→ **TASK DESCRIPTION**: Pick out every line in the entries below that contains the word "wall", and copy each of those lines.

-=-=-=-=-

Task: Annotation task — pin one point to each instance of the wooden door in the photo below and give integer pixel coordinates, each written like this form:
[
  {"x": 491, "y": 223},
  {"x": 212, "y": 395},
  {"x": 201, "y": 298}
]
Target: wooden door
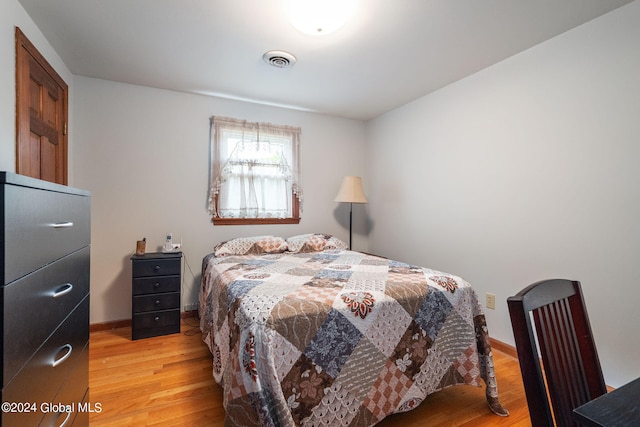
[{"x": 41, "y": 115}]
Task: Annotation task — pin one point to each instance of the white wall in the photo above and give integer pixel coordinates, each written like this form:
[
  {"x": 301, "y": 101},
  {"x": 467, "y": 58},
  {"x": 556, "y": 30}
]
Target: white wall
[
  {"x": 525, "y": 171},
  {"x": 12, "y": 15},
  {"x": 143, "y": 153}
]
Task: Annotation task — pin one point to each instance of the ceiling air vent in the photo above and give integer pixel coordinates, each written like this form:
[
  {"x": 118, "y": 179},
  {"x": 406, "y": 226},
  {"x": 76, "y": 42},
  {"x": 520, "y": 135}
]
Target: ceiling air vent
[{"x": 279, "y": 59}]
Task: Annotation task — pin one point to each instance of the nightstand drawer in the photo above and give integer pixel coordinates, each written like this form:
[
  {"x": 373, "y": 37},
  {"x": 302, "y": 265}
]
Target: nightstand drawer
[
  {"x": 156, "y": 302},
  {"x": 157, "y": 319},
  {"x": 156, "y": 267},
  {"x": 156, "y": 285}
]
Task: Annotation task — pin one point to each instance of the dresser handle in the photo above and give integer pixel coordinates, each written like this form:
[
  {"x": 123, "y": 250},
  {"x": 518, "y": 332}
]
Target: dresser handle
[
  {"x": 66, "y": 419},
  {"x": 65, "y": 224},
  {"x": 63, "y": 290},
  {"x": 63, "y": 358}
]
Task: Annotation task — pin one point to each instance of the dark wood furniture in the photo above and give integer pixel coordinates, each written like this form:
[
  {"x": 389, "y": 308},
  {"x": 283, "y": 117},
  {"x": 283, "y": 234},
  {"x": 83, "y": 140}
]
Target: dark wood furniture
[
  {"x": 619, "y": 408},
  {"x": 563, "y": 337},
  {"x": 155, "y": 306},
  {"x": 44, "y": 253}
]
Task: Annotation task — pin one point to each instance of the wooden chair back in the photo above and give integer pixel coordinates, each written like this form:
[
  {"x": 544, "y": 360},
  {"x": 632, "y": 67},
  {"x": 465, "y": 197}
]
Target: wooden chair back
[{"x": 550, "y": 325}]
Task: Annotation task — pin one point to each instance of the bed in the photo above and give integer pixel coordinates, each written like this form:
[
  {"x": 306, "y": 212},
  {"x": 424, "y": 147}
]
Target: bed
[{"x": 304, "y": 332}]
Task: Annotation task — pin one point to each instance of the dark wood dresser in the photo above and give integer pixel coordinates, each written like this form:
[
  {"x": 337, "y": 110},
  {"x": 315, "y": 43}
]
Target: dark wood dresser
[
  {"x": 155, "y": 287},
  {"x": 45, "y": 236}
]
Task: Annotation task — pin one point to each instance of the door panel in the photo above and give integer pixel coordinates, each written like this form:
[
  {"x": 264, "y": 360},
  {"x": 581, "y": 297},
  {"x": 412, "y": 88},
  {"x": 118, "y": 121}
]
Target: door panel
[{"x": 41, "y": 110}]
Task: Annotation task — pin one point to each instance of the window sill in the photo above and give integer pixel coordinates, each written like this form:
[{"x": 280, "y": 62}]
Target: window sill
[{"x": 254, "y": 221}]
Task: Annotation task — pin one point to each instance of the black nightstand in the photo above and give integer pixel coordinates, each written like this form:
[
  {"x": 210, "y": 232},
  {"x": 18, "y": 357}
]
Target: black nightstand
[{"x": 155, "y": 288}]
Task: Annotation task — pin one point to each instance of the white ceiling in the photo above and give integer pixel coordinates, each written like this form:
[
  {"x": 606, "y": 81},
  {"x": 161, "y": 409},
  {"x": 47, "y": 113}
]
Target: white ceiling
[{"x": 393, "y": 52}]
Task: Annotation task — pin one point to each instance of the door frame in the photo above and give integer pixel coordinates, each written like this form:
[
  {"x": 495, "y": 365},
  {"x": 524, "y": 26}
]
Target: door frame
[{"x": 23, "y": 113}]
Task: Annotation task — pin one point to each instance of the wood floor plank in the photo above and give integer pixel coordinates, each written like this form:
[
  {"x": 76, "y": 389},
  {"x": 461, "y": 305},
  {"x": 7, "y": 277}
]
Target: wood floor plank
[{"x": 168, "y": 381}]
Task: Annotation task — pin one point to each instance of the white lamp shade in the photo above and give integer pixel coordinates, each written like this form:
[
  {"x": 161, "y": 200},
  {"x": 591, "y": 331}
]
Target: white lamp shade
[{"x": 351, "y": 191}]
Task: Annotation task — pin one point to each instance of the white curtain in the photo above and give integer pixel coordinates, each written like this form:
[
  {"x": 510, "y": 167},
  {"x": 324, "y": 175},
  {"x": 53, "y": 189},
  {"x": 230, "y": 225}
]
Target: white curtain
[{"x": 254, "y": 169}]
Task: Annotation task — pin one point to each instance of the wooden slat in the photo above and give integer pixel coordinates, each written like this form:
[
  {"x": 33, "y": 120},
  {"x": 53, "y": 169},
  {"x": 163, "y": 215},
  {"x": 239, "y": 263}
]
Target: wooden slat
[{"x": 168, "y": 381}]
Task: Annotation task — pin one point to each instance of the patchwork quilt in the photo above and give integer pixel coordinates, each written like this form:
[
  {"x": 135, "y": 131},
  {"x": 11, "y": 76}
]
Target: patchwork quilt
[{"x": 338, "y": 337}]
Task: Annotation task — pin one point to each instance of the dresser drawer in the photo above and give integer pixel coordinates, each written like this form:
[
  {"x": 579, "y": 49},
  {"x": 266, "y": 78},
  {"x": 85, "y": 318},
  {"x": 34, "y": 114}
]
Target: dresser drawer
[
  {"x": 37, "y": 303},
  {"x": 39, "y": 380},
  {"x": 153, "y": 302},
  {"x": 156, "y": 267},
  {"x": 40, "y": 227},
  {"x": 152, "y": 285},
  {"x": 71, "y": 393}
]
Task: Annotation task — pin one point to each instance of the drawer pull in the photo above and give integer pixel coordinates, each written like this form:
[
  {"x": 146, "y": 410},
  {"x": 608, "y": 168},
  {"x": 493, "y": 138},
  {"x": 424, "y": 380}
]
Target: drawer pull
[
  {"x": 66, "y": 419},
  {"x": 64, "y": 224},
  {"x": 69, "y": 349},
  {"x": 62, "y": 290}
]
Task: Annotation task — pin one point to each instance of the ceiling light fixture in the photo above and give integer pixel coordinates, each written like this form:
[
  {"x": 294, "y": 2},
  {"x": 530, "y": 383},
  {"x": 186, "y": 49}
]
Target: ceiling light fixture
[{"x": 319, "y": 17}]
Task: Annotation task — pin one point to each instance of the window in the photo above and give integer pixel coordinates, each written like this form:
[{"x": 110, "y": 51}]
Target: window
[{"x": 254, "y": 173}]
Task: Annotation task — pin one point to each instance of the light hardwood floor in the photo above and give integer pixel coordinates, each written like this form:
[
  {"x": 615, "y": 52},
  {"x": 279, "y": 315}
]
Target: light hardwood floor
[{"x": 168, "y": 381}]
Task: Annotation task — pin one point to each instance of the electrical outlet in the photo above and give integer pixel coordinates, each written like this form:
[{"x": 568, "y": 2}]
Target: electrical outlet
[{"x": 490, "y": 301}]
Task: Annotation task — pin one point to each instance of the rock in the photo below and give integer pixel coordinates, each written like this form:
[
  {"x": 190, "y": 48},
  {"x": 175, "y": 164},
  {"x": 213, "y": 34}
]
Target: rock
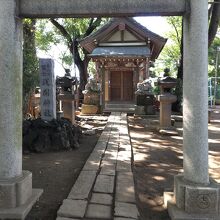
[
  {"x": 89, "y": 109},
  {"x": 40, "y": 136},
  {"x": 89, "y": 132}
]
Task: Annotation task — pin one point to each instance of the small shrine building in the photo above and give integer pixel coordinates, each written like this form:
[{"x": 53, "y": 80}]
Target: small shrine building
[{"x": 122, "y": 50}]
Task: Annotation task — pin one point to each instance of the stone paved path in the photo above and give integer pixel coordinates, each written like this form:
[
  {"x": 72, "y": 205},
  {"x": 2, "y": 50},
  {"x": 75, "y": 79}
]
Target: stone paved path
[{"x": 105, "y": 186}]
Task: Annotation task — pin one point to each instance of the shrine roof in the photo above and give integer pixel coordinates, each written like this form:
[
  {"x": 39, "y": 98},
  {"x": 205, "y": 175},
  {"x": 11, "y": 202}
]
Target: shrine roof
[
  {"x": 137, "y": 51},
  {"x": 124, "y": 33}
]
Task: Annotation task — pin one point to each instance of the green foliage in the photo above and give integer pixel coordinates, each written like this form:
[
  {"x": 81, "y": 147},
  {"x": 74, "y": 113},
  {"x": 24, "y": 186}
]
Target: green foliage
[
  {"x": 30, "y": 61},
  {"x": 213, "y": 57},
  {"x": 47, "y": 35},
  {"x": 170, "y": 55}
]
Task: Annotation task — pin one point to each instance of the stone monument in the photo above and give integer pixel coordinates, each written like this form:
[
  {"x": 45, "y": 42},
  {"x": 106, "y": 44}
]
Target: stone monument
[
  {"x": 48, "y": 90},
  {"x": 91, "y": 100},
  {"x": 66, "y": 95},
  {"x": 166, "y": 99}
]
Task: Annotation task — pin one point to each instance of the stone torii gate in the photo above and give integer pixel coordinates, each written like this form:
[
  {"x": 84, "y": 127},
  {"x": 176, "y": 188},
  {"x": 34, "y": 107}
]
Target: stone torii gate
[{"x": 196, "y": 195}]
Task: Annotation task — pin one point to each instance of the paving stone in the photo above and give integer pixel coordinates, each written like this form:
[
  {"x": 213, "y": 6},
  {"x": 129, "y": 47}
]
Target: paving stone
[
  {"x": 104, "y": 184},
  {"x": 108, "y": 169},
  {"x": 63, "y": 218},
  {"x": 126, "y": 210},
  {"x": 101, "y": 198},
  {"x": 123, "y": 166},
  {"x": 124, "y": 155},
  {"x": 83, "y": 185},
  {"x": 92, "y": 164},
  {"x": 125, "y": 187},
  {"x": 99, "y": 212},
  {"x": 119, "y": 218},
  {"x": 72, "y": 208}
]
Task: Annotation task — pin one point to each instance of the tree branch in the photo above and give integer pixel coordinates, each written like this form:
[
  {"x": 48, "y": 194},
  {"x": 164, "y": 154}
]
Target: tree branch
[
  {"x": 62, "y": 30},
  {"x": 92, "y": 26}
]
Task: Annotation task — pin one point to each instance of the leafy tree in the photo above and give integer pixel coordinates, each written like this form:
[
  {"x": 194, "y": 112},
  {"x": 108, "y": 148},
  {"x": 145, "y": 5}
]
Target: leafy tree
[
  {"x": 69, "y": 31},
  {"x": 30, "y": 61}
]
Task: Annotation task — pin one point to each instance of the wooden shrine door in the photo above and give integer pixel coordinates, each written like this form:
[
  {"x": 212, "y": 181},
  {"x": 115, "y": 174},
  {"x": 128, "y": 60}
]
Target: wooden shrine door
[{"x": 121, "y": 86}]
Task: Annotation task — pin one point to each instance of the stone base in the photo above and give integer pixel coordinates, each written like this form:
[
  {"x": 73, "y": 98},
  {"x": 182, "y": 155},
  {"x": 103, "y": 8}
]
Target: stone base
[
  {"x": 89, "y": 109},
  {"x": 178, "y": 214},
  {"x": 17, "y": 196},
  {"x": 168, "y": 130},
  {"x": 194, "y": 202},
  {"x": 21, "y": 211},
  {"x": 139, "y": 110}
]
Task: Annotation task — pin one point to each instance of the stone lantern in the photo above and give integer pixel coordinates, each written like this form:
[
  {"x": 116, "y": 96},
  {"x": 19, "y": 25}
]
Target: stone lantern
[
  {"x": 66, "y": 96},
  {"x": 166, "y": 99}
]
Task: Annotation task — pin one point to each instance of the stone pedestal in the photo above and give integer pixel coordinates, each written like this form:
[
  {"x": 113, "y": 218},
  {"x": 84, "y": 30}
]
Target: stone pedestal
[
  {"x": 17, "y": 196},
  {"x": 89, "y": 109},
  {"x": 68, "y": 106},
  {"x": 91, "y": 103},
  {"x": 194, "y": 201},
  {"x": 166, "y": 100},
  {"x": 139, "y": 110}
]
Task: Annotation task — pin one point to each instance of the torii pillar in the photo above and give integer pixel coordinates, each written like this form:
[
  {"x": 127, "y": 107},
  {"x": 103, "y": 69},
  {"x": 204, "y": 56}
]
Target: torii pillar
[
  {"x": 196, "y": 196},
  {"x": 16, "y": 193}
]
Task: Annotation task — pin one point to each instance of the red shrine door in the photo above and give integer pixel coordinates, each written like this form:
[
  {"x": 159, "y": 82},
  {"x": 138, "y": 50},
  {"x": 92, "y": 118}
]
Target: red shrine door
[{"x": 121, "y": 86}]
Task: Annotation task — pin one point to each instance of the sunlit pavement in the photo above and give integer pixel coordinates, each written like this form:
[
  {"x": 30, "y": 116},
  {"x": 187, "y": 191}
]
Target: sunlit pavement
[
  {"x": 157, "y": 158},
  {"x": 105, "y": 187}
]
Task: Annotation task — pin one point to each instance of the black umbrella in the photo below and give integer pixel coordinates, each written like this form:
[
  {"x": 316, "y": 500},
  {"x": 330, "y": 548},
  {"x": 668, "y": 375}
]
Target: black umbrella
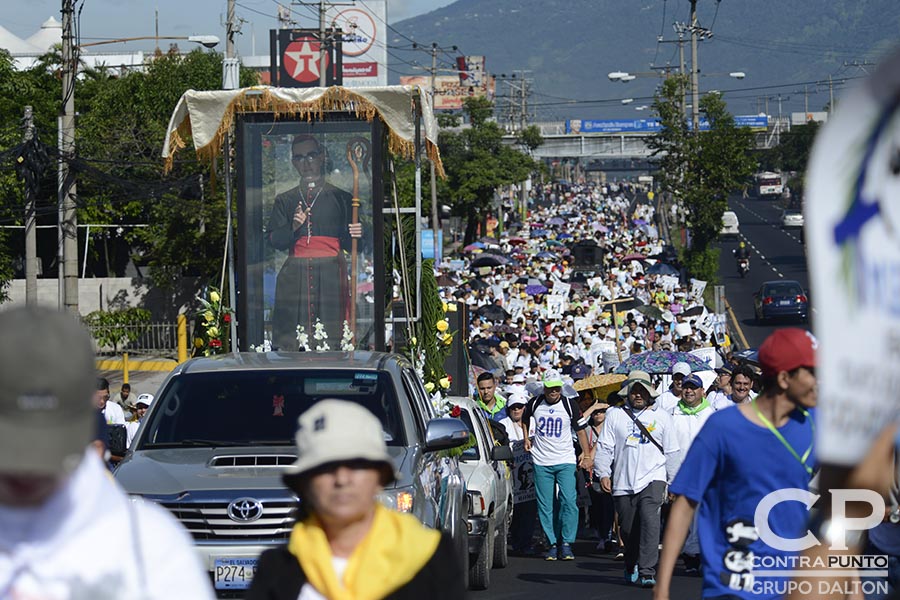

-=-=-=-=-

→ **RESULT FOR THIS EXERCISE**:
Task: Annotation task — pin one point to each instance of the white wall in the photo above and give integer pixel coordinates, each written like this form:
Target: white wall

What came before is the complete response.